Segmentation mask data
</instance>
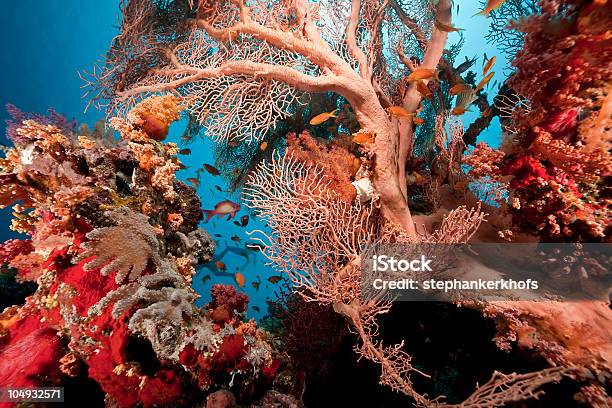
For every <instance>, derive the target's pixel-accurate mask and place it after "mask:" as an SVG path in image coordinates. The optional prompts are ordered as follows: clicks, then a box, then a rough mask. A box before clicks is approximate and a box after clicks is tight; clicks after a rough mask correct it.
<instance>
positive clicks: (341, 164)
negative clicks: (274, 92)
mask: <svg viewBox="0 0 612 408" xmlns="http://www.w3.org/2000/svg"><path fill="white" fill-rule="evenodd" d="M287 155H292V156H293V157H294V158H295V159H296V160H297V161H298V162H301V163H303V164H305V165H307V166H314V165H316V166H318V167H319V168H321V169H322V170H323V173H324V174H325V175H326V176H327V177H329V179H330V180H331V182H330V185H329V187H330V189H331V190H333V191H334V192H335V193H336V194H337V195H338V196H339V197H340V198H341V199H342V200H343V201H345V202H351V201H353V200H354V199H355V197H356V194H357V192H356V190H355V188H354V187H353V186H352V185H351V179H352V178H353V177H354V176H355V173H356V172H357V170H358V169H359V163H360V162H359V159H357V157H355V155H354V154H352V153H351V152H349V151H348V150H347V149H346V148H344V147H341V146H339V145H337V144H334V143H333V142H326V141H319V140H317V139H315V138H314V137H312V136H311V135H310V133H308V132H302V133H301V134H299V135H296V134H295V133H289V134H288V135H287Z"/></svg>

- **Work request**:
Return every record exactly, minus the pictures.

- **Written solution**:
</instance>
For every <instance>, derive the target's pixel-accurate mask and place it after "mask:" as an SVG path in image coordinates. The optional prompts are ordered as follows: clicks, then a box, then a rough mask. A box before clicks is approximate and a box after clicks is tight; clicks after a rough mask correct it.
<instance>
positive clicks: (341, 164)
negative clicks: (274, 92)
mask: <svg viewBox="0 0 612 408" xmlns="http://www.w3.org/2000/svg"><path fill="white" fill-rule="evenodd" d="M287 155H292V156H293V157H294V158H295V159H296V160H297V161H298V162H301V163H303V164H305V165H307V166H314V165H316V166H318V167H319V168H321V169H322V170H323V173H324V174H325V175H326V176H327V177H329V179H330V180H331V182H330V185H329V187H330V189H331V190H333V191H334V192H335V193H336V194H337V195H338V196H339V197H340V198H341V199H342V200H343V201H345V202H351V201H353V200H354V199H355V197H356V194H357V192H356V190H355V188H354V187H353V186H352V185H351V179H352V178H353V177H354V176H355V173H356V172H357V170H358V169H359V163H360V162H359V159H357V157H355V155H354V154H352V153H351V152H349V151H348V150H347V149H346V148H344V147H341V146H339V145H337V144H334V143H333V142H326V141H319V140H317V139H315V138H314V137H312V136H311V135H310V133H308V132H302V133H301V134H299V135H296V134H295V133H289V134H288V135H287Z"/></svg>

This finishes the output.